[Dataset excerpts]
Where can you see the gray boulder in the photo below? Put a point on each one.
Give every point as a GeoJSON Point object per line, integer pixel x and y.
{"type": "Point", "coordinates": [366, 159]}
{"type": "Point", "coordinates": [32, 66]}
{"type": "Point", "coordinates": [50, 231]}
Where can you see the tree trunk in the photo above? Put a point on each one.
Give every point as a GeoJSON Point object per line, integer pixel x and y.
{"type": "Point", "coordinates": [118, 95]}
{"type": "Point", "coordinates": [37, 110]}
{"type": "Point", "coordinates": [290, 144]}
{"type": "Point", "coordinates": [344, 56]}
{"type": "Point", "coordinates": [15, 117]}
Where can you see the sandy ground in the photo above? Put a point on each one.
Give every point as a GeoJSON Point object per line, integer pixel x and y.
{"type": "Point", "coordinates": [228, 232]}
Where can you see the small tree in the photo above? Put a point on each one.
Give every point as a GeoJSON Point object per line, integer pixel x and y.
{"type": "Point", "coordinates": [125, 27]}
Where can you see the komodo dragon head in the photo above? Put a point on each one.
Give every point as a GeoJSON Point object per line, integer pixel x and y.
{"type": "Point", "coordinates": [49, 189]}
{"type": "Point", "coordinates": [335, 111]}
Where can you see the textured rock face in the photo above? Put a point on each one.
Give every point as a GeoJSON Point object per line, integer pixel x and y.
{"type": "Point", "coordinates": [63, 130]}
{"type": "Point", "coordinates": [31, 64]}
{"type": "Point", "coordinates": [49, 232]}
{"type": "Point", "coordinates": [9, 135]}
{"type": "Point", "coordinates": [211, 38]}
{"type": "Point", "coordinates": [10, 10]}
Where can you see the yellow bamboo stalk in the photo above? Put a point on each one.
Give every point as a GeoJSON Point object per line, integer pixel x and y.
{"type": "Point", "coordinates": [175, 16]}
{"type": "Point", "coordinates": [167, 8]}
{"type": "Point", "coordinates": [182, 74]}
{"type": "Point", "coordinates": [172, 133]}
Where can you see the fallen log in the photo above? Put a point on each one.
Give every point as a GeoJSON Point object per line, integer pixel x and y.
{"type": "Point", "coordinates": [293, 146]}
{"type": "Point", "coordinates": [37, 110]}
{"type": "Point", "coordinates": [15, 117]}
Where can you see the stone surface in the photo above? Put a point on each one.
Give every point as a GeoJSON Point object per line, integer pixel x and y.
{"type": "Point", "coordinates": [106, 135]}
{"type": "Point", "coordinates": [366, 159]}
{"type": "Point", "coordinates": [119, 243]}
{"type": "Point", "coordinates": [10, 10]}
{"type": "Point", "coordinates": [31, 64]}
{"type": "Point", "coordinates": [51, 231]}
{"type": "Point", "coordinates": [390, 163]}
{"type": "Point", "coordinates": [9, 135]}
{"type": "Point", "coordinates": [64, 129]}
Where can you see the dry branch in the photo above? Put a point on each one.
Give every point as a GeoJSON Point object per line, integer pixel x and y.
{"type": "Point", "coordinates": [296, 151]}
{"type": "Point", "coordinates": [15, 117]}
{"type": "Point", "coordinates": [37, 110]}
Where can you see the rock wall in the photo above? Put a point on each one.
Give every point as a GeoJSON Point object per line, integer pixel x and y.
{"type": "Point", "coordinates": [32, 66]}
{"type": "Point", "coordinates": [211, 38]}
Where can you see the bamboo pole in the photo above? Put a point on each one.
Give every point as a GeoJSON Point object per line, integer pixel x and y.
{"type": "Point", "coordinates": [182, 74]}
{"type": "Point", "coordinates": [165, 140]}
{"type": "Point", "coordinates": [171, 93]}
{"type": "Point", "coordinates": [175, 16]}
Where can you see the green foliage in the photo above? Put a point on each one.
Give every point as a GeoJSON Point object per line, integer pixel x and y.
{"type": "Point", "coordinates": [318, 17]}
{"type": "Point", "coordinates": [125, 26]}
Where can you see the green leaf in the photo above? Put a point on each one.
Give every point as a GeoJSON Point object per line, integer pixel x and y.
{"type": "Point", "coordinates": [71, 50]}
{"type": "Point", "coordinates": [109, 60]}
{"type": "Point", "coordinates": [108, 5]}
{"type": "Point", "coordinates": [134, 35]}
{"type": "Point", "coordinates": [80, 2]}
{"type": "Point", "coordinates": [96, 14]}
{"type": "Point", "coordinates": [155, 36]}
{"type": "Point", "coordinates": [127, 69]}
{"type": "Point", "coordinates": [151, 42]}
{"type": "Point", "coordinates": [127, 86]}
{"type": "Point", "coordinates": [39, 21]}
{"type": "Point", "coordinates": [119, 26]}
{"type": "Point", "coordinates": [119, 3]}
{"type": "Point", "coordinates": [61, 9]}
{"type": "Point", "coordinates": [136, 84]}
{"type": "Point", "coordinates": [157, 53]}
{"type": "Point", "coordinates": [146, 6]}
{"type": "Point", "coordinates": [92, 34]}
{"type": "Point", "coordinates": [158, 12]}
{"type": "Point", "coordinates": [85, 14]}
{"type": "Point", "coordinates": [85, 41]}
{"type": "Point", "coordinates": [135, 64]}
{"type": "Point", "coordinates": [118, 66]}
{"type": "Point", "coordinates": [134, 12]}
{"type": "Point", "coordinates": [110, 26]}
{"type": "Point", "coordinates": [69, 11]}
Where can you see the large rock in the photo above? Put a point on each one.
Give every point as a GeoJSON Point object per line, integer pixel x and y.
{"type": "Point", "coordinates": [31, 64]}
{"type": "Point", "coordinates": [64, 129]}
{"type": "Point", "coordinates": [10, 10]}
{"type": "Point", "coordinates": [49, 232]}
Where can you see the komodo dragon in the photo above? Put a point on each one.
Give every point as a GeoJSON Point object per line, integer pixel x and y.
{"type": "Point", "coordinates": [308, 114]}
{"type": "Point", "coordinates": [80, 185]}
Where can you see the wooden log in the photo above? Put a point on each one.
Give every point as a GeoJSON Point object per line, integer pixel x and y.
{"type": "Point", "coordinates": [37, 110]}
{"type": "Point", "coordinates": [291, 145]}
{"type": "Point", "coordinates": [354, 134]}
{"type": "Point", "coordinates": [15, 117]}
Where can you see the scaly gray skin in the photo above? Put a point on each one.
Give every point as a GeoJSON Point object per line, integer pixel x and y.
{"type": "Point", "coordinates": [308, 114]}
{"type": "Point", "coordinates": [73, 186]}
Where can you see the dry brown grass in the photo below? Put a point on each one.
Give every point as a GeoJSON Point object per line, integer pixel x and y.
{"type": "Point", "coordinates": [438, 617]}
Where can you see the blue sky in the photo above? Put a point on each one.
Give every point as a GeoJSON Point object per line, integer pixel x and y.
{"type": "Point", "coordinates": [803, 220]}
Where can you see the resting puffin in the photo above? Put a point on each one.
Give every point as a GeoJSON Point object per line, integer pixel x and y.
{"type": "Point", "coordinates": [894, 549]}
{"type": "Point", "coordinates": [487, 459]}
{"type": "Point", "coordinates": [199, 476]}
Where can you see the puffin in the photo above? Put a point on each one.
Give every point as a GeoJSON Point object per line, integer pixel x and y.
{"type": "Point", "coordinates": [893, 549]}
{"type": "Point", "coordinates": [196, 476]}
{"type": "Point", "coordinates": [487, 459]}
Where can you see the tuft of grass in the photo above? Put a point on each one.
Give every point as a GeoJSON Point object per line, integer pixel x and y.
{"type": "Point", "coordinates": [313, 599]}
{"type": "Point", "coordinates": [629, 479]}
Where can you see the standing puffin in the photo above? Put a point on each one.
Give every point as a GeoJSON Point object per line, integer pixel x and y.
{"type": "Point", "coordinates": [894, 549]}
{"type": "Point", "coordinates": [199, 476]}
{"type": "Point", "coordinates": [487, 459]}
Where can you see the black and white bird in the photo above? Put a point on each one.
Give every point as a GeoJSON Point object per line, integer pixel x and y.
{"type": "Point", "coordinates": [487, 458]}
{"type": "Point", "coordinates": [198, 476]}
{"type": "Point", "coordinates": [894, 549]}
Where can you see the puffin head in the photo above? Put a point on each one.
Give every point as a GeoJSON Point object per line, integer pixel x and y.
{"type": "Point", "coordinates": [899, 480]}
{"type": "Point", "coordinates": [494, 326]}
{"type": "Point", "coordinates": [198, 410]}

TASK ITEM: Repeat, word for word, the lines from the start of the records to the line that contains "Where can you see the komodo dragon head", both of them included, and no others.

RESPONSE:
Where can you see the gray boulder in the photo below? Put a point on each one.
Give every point as a GeoJSON Point object per line, integer pixel x and y.
{"type": "Point", "coordinates": [366, 159]}
{"type": "Point", "coordinates": [32, 66]}
{"type": "Point", "coordinates": [50, 231]}
Where can you see the tree trunk in the photo above? Put a point on each one.
Give every point as a GeoJSON Point object per line, integer pixel x and y.
{"type": "Point", "coordinates": [118, 95]}
{"type": "Point", "coordinates": [37, 110]}
{"type": "Point", "coordinates": [290, 144]}
{"type": "Point", "coordinates": [344, 56]}
{"type": "Point", "coordinates": [15, 117]}
Where can you see the sandy ground in the photo above? Put a point on each one.
Give every point as a GeoJSON Point object per line, integer pixel x and y.
{"type": "Point", "coordinates": [228, 232]}
Where can you see the small tree in the photo above? Put a point on each one.
Give every point as a GeoJSON Point object per line, integer pixel x and y.
{"type": "Point", "coordinates": [125, 27]}
Where can you see the komodo dragon head in the photo above? Put a point on each one.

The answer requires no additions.